PROBLEM TO SOLVE: This task calls for the complete listing below, reproduced exactly.

DATA:
##############################
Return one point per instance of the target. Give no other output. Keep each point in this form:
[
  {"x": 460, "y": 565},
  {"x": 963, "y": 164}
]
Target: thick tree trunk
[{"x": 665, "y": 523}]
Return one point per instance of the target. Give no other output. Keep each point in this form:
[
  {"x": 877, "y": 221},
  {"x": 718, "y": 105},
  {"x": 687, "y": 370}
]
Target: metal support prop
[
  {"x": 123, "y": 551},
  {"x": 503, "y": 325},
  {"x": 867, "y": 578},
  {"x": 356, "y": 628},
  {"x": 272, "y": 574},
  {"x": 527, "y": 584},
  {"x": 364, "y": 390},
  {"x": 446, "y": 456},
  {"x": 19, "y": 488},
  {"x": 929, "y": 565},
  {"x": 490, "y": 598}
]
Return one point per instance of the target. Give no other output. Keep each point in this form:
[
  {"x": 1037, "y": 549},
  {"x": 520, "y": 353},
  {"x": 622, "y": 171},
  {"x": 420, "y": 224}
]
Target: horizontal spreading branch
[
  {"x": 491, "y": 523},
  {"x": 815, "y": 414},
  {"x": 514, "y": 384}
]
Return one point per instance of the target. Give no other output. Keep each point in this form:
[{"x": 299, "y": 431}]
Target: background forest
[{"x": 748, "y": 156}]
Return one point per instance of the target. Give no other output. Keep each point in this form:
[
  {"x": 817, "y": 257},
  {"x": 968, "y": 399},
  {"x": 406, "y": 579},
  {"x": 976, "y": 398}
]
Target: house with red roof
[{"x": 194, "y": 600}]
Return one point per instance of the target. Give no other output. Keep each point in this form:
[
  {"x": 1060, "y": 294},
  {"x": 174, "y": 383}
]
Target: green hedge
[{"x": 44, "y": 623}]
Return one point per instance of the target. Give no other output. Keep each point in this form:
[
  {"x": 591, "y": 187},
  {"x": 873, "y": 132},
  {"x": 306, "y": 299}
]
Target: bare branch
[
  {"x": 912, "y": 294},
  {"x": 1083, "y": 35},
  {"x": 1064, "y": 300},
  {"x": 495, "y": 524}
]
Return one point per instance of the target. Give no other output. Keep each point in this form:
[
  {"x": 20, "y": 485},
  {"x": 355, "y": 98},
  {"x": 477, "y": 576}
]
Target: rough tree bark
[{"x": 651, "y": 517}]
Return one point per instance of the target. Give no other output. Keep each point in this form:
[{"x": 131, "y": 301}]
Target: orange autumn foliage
##############################
WRITTEN RESPONSE:
Return one point per instance of the target. Give no other output. Keep each point in this form:
[
  {"x": 460, "y": 565},
  {"x": 963, "y": 164}
]
Target: thick tree trunk
[{"x": 665, "y": 523}]
Return one point per instance of the target. Give no other output. Keep each point in this form:
[
  {"x": 877, "y": 221},
  {"x": 718, "y": 105},
  {"x": 687, "y": 370}
]
Target: metal support prop
[
  {"x": 123, "y": 551},
  {"x": 503, "y": 325},
  {"x": 867, "y": 578},
  {"x": 356, "y": 628},
  {"x": 272, "y": 574},
  {"x": 527, "y": 584},
  {"x": 364, "y": 390},
  {"x": 446, "y": 456},
  {"x": 19, "y": 488},
  {"x": 929, "y": 565},
  {"x": 490, "y": 598}
]
Return one point per instance of the target. Give no other output. Keep each point in this form:
[
  {"x": 1037, "y": 549},
  {"x": 520, "y": 353},
  {"x": 622, "y": 171},
  {"x": 420, "y": 224}
]
Target: horizontal spreading branch
[
  {"x": 491, "y": 523},
  {"x": 815, "y": 414},
  {"x": 514, "y": 384}
]
Return one point per instance of the target. Give no other output. Keep each point in this form:
[{"x": 299, "y": 431}]
Target: background forest
[{"x": 748, "y": 156}]
Return one point per instance of the target. Give no other output. Keep each point in this form:
[
  {"x": 817, "y": 257},
  {"x": 968, "y": 399},
  {"x": 406, "y": 579},
  {"x": 976, "y": 398}
]
Target: house with red roof
[{"x": 194, "y": 600}]
Return one point per instance of the target. Give no other output. Keep each point in this form:
[
  {"x": 1060, "y": 294},
  {"x": 174, "y": 383}
]
Target: green hedge
[{"x": 44, "y": 623}]
Return one point per instance of the target. Give no other output. Keep each point in this form:
[
  {"x": 591, "y": 187},
  {"x": 873, "y": 132},
  {"x": 306, "y": 299}
]
Target: bare branch
[
  {"x": 912, "y": 294},
  {"x": 1083, "y": 35},
  {"x": 1064, "y": 300},
  {"x": 495, "y": 524}
]
Return one point per instance of the target. Give no other output. Keep each point in this form:
[
  {"x": 20, "y": 485},
  {"x": 355, "y": 98},
  {"x": 477, "y": 576}
]
Target: rough tree bark
[{"x": 651, "y": 517}]
Return one point per instance of the target. Give no other output. Keep each point in this form:
[{"x": 131, "y": 301}]
Target: orange autumn foliage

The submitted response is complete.